Your answer should be only the lines below from the one with "Annotation spec v2.4 — Object: dome-shaped" to the one with "Annotation spec v2.4 — Object: orange", repeated exactly, ends included.

Data entries
^^^^^^^^^^^^^^^^

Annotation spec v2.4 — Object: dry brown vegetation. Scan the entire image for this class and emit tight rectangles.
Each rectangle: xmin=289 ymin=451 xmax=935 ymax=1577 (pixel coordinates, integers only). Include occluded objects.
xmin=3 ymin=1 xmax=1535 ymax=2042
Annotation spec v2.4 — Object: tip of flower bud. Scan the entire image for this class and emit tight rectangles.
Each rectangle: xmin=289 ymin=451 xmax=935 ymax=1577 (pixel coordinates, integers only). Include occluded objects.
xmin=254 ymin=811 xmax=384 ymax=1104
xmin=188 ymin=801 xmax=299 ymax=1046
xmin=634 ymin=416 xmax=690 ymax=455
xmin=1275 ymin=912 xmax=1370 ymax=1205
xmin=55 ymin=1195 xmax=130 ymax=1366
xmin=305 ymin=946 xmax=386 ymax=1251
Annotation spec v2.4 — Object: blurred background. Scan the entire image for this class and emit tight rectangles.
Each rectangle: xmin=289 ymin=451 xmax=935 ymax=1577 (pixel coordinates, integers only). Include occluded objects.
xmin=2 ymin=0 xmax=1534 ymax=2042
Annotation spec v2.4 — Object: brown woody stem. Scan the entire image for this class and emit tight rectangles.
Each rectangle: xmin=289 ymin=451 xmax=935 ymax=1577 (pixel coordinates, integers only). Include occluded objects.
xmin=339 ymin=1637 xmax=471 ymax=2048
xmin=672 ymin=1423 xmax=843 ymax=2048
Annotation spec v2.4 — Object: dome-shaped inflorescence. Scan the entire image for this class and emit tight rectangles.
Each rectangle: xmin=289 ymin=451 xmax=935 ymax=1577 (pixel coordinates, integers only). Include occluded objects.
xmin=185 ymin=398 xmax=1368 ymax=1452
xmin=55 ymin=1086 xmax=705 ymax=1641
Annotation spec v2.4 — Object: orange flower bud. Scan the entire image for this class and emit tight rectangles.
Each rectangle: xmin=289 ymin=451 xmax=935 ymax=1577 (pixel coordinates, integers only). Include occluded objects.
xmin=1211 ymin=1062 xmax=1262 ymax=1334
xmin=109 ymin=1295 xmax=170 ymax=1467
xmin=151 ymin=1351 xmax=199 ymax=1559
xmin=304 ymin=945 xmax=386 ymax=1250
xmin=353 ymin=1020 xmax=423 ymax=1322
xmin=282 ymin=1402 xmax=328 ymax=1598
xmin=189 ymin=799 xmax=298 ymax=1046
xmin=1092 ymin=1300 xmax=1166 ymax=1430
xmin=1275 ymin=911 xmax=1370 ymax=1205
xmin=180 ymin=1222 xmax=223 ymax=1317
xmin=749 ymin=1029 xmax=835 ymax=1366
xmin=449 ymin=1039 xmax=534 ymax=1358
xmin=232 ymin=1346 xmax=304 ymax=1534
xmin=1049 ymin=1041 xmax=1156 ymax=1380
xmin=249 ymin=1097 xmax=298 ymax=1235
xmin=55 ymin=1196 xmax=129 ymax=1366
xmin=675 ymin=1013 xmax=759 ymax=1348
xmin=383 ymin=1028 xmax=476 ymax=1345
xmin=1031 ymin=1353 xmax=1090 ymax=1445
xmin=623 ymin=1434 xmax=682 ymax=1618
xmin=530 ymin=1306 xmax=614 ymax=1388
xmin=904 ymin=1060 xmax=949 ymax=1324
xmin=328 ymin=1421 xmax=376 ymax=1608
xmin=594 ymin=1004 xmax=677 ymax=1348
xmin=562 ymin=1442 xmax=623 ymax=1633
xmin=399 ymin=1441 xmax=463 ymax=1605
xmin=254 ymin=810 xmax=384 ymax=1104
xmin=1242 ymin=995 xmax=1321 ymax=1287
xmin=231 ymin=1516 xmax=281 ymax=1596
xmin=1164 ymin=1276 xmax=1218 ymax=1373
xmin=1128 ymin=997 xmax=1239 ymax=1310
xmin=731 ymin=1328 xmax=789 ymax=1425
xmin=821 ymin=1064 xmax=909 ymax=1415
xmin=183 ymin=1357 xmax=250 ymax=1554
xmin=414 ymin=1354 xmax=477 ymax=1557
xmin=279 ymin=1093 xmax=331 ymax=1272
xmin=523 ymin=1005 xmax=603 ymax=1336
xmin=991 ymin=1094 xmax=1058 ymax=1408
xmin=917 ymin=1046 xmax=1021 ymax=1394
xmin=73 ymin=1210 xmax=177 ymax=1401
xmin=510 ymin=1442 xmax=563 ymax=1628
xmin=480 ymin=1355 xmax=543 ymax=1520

^^^^^^^^^^^^^^^^

THE ANSWER:
Annotation spec v2.4 — Object: dome-shaped inflorescence. Scan the entire image for this class and emit tight rectangles.
Each rectangle: xmin=289 ymin=451 xmax=935 ymax=1577 (pixel coordinates, integers only). Include occluded objects.
xmin=185 ymin=398 xmax=1368 ymax=1452
xmin=55 ymin=1086 xmax=705 ymax=1641
Annotation spec v2.4 — Object: orange flower bud. Scan the entire image for this class and emit tight rectangles.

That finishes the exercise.